**WORK ORDER:** Filter the entries below down to the lines that hold "green".

**TASK INPUT:**
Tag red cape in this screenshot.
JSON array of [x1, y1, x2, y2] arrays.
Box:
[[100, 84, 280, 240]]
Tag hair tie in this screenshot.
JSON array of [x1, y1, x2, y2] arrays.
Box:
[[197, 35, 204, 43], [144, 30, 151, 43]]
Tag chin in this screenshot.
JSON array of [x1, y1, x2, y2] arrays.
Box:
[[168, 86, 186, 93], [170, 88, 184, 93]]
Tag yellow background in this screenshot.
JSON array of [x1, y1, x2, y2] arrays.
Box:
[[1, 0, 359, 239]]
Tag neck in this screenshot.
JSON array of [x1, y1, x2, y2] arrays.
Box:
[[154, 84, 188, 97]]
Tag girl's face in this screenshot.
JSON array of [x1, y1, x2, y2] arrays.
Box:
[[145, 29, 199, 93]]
---
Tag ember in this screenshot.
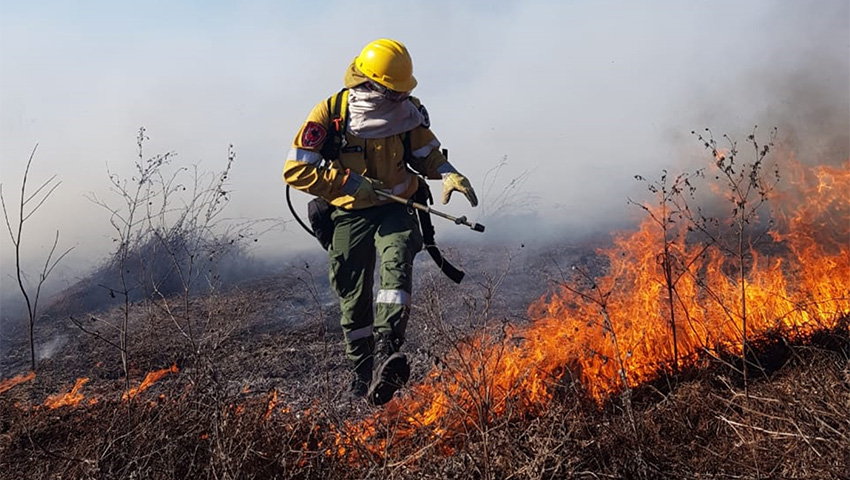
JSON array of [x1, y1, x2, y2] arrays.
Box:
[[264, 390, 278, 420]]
---
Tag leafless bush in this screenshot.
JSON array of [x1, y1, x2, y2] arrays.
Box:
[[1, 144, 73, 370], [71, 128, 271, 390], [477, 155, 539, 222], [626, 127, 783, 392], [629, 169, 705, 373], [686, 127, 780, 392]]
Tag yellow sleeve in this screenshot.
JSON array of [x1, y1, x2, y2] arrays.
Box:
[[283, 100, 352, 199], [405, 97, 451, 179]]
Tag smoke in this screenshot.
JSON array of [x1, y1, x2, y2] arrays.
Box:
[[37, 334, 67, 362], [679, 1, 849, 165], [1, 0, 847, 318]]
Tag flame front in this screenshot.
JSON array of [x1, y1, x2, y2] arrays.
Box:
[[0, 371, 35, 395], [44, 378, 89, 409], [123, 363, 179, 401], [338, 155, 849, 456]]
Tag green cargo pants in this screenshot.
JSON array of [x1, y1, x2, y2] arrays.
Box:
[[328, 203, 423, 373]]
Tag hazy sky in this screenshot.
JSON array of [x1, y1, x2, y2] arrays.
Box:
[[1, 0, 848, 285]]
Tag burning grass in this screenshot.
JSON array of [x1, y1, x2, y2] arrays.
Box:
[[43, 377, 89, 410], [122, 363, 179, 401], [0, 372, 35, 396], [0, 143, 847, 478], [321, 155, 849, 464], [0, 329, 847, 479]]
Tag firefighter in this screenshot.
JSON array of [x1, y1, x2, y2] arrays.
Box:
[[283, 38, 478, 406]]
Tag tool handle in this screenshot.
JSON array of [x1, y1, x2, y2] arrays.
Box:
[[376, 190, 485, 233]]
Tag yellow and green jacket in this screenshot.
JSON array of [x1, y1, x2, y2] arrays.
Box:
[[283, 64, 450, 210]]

**REPLY TO THE TASK:**
Tag green cargo pants in this screenshot.
Tag yellow and green jacket in this screenshot.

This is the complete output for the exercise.